== THINGS TO DO ==
1. According to the fellowship page, in what month and year did Dr. Laub begin videotaping Holocaust survivors?
2. Rewrite everything on the fellowship page from "Current Fellows" down to "the world stage.", replacing "Brandeis University" with "Clark University".
3. Using the fellowship page, decide whether each statement is true, answering yes or no and quoting the words that settle it: (a) Dr. Laub took part in 134 testimony taping sessions. (b) Szabó is a PhD candidate in history at Yale University. (c) The Dori Laub Fellowship is meant for postdoctoral researchers.

== TEXT SECTION ==
· · · ·
Laub Fellowship
Together with Laurel Vlock, Dr. Laub began videotaping Holocaust survivors in his office in May 1979 as part of what would become the Holocaust Survivors Film Project (HSFP). Dr. Laub participated in 134 testimony taping sessions for the HSFP and the Fortunoff Archive as well as for other independent projects. He trained interviewers for affiliated projects in the U.S. Israel, Canada, and Europe, and it was his unique perspective as a survivor and clinical psychiatrist shaped the Fortunoff Archive’s distinctive methodology. Laub's work was groundbreaking and critical to the Fortunoff Archive’s growth and success.
The Dori Laub Fellowship for Doctoral Student Research provides an opportunity for a doctoral student to work with the collection.
Current Fellows
Alexandra SzabóDori Laub Fellow
Szabó is a PhD candidate in history at Brandeis University. Her research examines the long-term experiences of Hungarian Jews and Roma subjected to sterilization and castration experiments in Auschwitz, Birkenau, and Lackenbach. To capture the enduring consequences of these medical abuses, she developed the concept of “prolonged genocide,” reinterpreting Raphael Lemkin’s framework through the lens of survivor testimony. Drawing on the Fortunoff Archive, she investigates individual accounts of survivors, and she further situates her findings within international legal history by analyzing video testimonies of some of the actors of the Nuremberg Doctors’ Trial, highlighting how the mass sterilization experiments and their victims were understood or overlooked on the world stage.
· · · ·
== DATASET EXTRACT ==
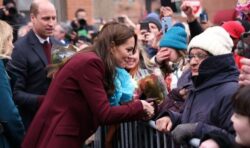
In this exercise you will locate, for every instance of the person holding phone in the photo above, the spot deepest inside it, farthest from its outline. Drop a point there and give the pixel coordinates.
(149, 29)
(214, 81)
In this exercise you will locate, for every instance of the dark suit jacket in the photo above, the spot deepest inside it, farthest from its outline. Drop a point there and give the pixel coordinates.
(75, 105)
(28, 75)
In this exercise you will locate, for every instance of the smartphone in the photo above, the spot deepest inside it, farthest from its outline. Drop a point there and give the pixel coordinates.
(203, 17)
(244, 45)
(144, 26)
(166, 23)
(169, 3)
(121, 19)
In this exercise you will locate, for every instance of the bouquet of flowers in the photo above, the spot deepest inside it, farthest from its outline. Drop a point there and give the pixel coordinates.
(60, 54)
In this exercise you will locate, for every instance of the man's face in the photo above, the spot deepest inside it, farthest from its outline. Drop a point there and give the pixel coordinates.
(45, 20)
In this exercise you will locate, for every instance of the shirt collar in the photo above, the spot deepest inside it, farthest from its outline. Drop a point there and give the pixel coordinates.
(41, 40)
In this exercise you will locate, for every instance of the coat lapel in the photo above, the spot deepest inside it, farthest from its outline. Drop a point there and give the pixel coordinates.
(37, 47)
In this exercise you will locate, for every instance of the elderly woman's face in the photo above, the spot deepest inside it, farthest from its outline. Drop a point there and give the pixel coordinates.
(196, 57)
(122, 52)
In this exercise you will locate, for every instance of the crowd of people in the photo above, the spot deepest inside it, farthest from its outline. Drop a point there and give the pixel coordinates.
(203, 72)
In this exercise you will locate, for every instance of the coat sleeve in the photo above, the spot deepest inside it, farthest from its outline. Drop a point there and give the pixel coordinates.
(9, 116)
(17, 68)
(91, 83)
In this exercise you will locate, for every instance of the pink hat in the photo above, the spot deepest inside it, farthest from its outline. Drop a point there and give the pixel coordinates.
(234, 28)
· · · ·
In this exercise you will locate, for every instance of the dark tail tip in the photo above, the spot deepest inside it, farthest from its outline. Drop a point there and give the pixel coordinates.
· · · ·
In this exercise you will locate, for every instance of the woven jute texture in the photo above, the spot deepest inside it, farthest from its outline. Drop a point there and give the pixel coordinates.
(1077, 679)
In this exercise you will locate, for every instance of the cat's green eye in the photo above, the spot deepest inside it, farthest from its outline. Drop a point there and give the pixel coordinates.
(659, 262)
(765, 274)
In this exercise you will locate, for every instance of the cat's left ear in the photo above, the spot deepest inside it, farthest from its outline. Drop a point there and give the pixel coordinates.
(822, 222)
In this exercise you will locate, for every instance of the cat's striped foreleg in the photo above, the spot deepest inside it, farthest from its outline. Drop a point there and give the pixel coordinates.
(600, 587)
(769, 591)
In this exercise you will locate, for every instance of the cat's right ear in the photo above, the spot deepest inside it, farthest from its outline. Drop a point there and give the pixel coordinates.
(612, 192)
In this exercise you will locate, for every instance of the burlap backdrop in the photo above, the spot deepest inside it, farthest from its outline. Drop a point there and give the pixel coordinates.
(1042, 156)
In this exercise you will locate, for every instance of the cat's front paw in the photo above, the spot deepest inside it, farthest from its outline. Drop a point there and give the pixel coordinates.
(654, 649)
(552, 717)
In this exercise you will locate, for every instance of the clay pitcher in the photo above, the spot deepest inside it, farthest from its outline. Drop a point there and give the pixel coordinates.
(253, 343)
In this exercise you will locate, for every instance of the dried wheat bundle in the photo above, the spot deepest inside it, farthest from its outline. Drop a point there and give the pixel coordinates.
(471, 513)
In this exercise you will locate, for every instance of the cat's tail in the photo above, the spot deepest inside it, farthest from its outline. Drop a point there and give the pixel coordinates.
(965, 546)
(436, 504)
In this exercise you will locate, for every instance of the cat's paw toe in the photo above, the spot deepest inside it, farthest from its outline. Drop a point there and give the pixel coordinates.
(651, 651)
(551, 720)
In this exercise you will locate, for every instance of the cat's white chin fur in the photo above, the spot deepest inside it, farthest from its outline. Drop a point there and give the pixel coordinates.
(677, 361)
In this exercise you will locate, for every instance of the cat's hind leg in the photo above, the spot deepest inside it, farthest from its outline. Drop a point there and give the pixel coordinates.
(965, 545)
· · · ·
== EXPECTED RESPONSES ==
1. May 1979

2.
Current Fellows
Alexandra SzabóDori Laub Fellow
Szabó is a PhD candidate in history at Clark University. Her research examines the long-term experiences of Hungarian Jews and Roma subjected to sterilization and castration experiments in Auschwitz, Birkenau, and Lackenbach. To capture the enduring consequences of these medical abuses, she developed the concept of “prolonged genocide,” reinterpreting Raphael Lemkin’s framework through the lens of survivor testimony. Drawing on the Fortunoff Archive, she investigates individual accounts of survivors, and she further situates her findings within international legal history by analyzing video testimonies of some of the actors of the Nuremberg Doctors’ Trial, highlighting how the mass sterilization experiments and their victims were understood or overlooked on the world stage.

3.
(a) Yes: "Dr. Laub participated in 134 testimony taping sessions"
(b) No: "Szabó is a PhD candidate in history at Brandeis University."
(c) No: "provides an opportunity for a doctoral student to work with the collection"